● Stated exercise
Please reproduce the entries below, changing every "component" to "system" and leaving everything else as it is.

┄┄┄┄┄┄

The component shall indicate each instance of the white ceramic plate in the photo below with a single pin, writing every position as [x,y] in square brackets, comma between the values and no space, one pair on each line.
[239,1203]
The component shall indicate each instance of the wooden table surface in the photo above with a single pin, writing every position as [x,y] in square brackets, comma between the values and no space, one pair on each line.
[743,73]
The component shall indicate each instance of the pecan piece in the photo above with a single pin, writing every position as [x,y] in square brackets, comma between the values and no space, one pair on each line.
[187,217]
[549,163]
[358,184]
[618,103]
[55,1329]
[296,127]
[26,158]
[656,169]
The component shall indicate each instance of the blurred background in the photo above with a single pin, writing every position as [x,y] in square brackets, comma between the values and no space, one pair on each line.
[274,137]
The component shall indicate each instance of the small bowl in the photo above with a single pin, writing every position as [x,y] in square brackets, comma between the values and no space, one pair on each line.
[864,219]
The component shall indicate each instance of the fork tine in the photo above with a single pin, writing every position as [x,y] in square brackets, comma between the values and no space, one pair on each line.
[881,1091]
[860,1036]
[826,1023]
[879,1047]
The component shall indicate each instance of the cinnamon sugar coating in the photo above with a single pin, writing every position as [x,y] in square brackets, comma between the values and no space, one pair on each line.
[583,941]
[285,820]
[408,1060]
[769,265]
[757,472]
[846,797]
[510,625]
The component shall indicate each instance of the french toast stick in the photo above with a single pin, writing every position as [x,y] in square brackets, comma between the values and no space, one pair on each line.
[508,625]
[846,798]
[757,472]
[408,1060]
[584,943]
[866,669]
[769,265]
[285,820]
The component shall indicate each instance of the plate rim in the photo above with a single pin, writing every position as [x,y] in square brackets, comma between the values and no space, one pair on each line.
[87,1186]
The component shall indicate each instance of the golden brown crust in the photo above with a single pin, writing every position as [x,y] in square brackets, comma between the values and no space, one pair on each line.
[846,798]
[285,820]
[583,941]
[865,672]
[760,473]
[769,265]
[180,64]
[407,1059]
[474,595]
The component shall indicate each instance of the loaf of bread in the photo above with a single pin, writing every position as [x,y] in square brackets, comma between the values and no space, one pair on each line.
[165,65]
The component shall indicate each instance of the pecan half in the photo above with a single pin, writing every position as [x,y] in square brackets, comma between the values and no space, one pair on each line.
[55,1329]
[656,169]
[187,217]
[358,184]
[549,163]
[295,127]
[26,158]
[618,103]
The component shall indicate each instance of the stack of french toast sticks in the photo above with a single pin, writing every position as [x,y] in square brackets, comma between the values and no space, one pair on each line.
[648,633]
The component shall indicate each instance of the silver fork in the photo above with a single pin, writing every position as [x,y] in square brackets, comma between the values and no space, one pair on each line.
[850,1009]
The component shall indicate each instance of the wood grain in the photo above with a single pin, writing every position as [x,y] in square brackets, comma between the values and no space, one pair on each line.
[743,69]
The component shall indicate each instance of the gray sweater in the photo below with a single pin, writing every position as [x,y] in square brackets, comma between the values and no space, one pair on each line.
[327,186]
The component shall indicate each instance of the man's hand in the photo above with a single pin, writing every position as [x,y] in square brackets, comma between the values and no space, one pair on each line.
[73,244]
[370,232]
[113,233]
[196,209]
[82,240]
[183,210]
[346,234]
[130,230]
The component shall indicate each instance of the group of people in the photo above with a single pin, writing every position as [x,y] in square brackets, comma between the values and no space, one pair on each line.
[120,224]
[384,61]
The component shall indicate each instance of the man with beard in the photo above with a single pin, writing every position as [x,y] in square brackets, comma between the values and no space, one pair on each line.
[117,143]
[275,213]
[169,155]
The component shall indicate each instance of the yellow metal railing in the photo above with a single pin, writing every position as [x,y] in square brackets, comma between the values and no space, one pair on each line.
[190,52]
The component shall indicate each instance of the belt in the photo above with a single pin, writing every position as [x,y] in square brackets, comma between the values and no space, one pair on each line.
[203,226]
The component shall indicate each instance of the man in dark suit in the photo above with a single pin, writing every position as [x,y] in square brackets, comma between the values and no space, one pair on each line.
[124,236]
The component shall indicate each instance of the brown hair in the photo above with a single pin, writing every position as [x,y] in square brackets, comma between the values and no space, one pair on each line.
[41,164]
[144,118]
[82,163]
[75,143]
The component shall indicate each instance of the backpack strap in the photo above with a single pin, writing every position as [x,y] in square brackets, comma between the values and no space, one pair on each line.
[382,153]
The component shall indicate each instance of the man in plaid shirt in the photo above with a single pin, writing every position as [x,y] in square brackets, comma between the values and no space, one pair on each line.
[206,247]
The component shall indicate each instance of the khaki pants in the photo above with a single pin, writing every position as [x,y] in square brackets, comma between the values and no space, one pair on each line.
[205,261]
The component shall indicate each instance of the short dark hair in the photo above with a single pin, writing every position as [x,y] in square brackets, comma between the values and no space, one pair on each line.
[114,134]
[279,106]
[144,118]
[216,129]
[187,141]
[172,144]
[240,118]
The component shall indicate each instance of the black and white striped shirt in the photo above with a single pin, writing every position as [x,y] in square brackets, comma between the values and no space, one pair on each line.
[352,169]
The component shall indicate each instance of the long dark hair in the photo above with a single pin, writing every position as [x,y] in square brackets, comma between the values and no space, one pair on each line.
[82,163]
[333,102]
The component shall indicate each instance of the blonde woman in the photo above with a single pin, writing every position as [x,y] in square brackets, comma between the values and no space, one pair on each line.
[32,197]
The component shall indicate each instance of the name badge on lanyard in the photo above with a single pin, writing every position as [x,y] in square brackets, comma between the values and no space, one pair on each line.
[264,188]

┄┄┄┄┄┄

● Exercise solution
The system shall indicate each instance of the white ceramic plate in the photo below with a single pin, writing every position as [x,y] in square brackets, comma between the values and no space, one pair on each line.
[239,1203]
The system shall indicate each instance of the wooden table surface in the photo above with a single pin, writing every position as [x,y] in square brackets, comma between the values and no space, one pair on each line.
[743,73]
The system shall indicate each instance of the pecan piece in the photo above with a single pin, writing every position as [x,y] in square brackets, comma between the values and no space, one pair on each line.
[187,217]
[549,163]
[358,184]
[618,103]
[55,1329]
[296,127]
[26,158]
[656,169]
The system shall indicate each instance of the blurred background in the photo above with a single pin, writing every position as [x,y] in square brackets, comma between the values and no space, one pair on each line.
[274,137]
The system shall indicate each instance of the small bowl in the photo above with a single pin, writing every position as [x,y] in square brackets, comma between the values and no space, one pair on each line.
[864,219]
The system shall indicate each instance of the fork tine in the photo above with a single pin, writing every position as [x,y] in square brackets, comma between the values and no space, one pair on each line.
[881,1091]
[860,1036]
[826,1023]
[879,1047]
The system shall indicate each instance of the cinnamon sugar coating in the photo above with a single pin, writing every position as [x,y] in square brackets, comma between the values and no space, one pair on each line.
[583,941]
[285,820]
[408,1060]
[769,265]
[757,472]
[846,797]
[510,625]
The system shall indicate each instance of the french toast stick in the photo above with a single pin, writing every position as [x,y] in square brackets, comma between the values and no space, one pair on each line.
[508,625]
[846,798]
[757,472]
[408,1060]
[584,943]
[866,669]
[769,265]
[285,820]
The system shall indicate each instance of the plate rim in the photo above with a single pin, writing every position as [x,y] in square brackets, comma between the values and no space, one pair on each line.
[87,1186]
The system shall indicate each instance of the golden brown crust in the photo above with a single pin, writing every position as [x,y] in square brackets, comma between the values and no space, one pair on each line.
[846,798]
[285,820]
[583,941]
[865,672]
[760,473]
[769,265]
[180,64]
[407,1059]
[474,595]
The system shall indicate each instance of the loaf of bread in the photo above with a single pin, writing every position as [x,y] in square brackets, comma between the values and no space, one pair on each line.
[165,65]
The system shall indicate each instance of the pecan half in the photo above with a single pin, writing every position as [x,y] in square brackets, comma between the values and no space, one pair on each line.
[55,1329]
[656,169]
[187,217]
[358,184]
[549,163]
[295,127]
[26,158]
[618,103]
The system shall indicate each instance of the stack of french toast sticks in the photo above with a single pin, writing every position as [x,y] in square brackets, comma between the values and no space, one pair on each line.
[648,633]
The system shall indicate each instance of the silver fork in the photo above with a single pin, writing every position as [x,y] in square brackets, comma between the values and no space, one pair on each line.
[850,1009]
The system shall indicate each instance of the wood grain in the photo above with a single pin, writing every position as [x,y] in square brackets, comma between the values and no space, one pair on each line.
[743,69]
The system shall indicate each instance of the gray sweater in the photo below with a single pin, writing every position as [x,y] in square brackets, comma between the values and no space, one pair on each line.
[327,186]
The system shall indicate each instance of the man's hand in the photo above with a single pin, writing every position as [x,y] in square brackets, comma between the values and no space, one pair on each line.
[73,244]
[370,232]
[113,233]
[196,209]
[82,240]
[183,210]
[346,234]
[130,230]
The system shall indicate each instance of the group of people in the photo above with a single pin, writing every position as [x,y] in square brackets, comma between the values and no space, one pair on each line.
[120,224]
[384,61]
The system shall indicate each instance of the man with beard in the photo above with a single pin, writing every position as [x,y] in square brackets, comma between the values and no space, one pair on each line.
[117,143]
[275,213]
[169,155]
The system shall indicate each instance of the yellow metal railing in the photo above with a single pin, writing every position as [x,y] in square brackets, comma between the values and no space, one pair on each line.
[190,52]
The system shall indicate each instance of the belt in the photo above with a single pin, writing every position as [x,y] in square brackets, comma between the values and no space, one pair on each line.
[203,226]
The system shall indicate each instance of the man in dark suit in the photo above with a single pin, writing every position as [x,y] in square brackets, comma between the values and no space, one pair on each line.
[124,236]
The system shall indicate each instance of the brown hair in the photo above with a single pin, writing every position as [x,y] in square brackets, comma between the values and no space, one pair on each line.
[41,164]
[144,118]
[82,163]
[75,143]
The system shall indicate each instance of the backpack strap in the photo above with a single pin, writing every position as [x,y] in square brackets, comma between the values and no space, one pair on each line.
[382,153]
The system shall indicate each instance of the man in plaid shirt in the photo above with a single pin, writing every position as [x,y] in square brackets, comma between the values and no space, one pair on each line.
[206,247]
The system shall indicate each instance of the khaki pants in the photo above with a single pin, writing every position as [x,y] in square brackets, comma between the values and no space, one pair on each line.
[205,261]
The system shall indicate each instance of the short dark hair in the photo above with a single pin, writing every position as [x,y] in square brackets, comma between the values and no space, one pair on each line.
[114,134]
[279,106]
[144,118]
[216,129]
[187,141]
[172,144]
[240,118]
The system shall indicate each instance of the black and white striped shirt in the photo above with a single pin, writing every position as [x,y] in square brackets, comma between the values and no space, one pair on each line.
[352,169]
The system shall indicate each instance of the long dark hair in the photo above with a single pin, writing every position as [x,y] in square brackets, comma between the values and no space, one pair on each line.
[82,163]
[333,102]
The system shall indicate each instance of the blonde woman in the photo above with a single pin, writing every position as [x,y] in square brackets, comma between the values and no space, one pair on each line.
[32,197]
The system shall indicate each instance of the name badge on lanyard in the photo above with a single pin, writing every position as [x,y] in square brackets, comma between the values and no space, one pair on each line.
[264,188]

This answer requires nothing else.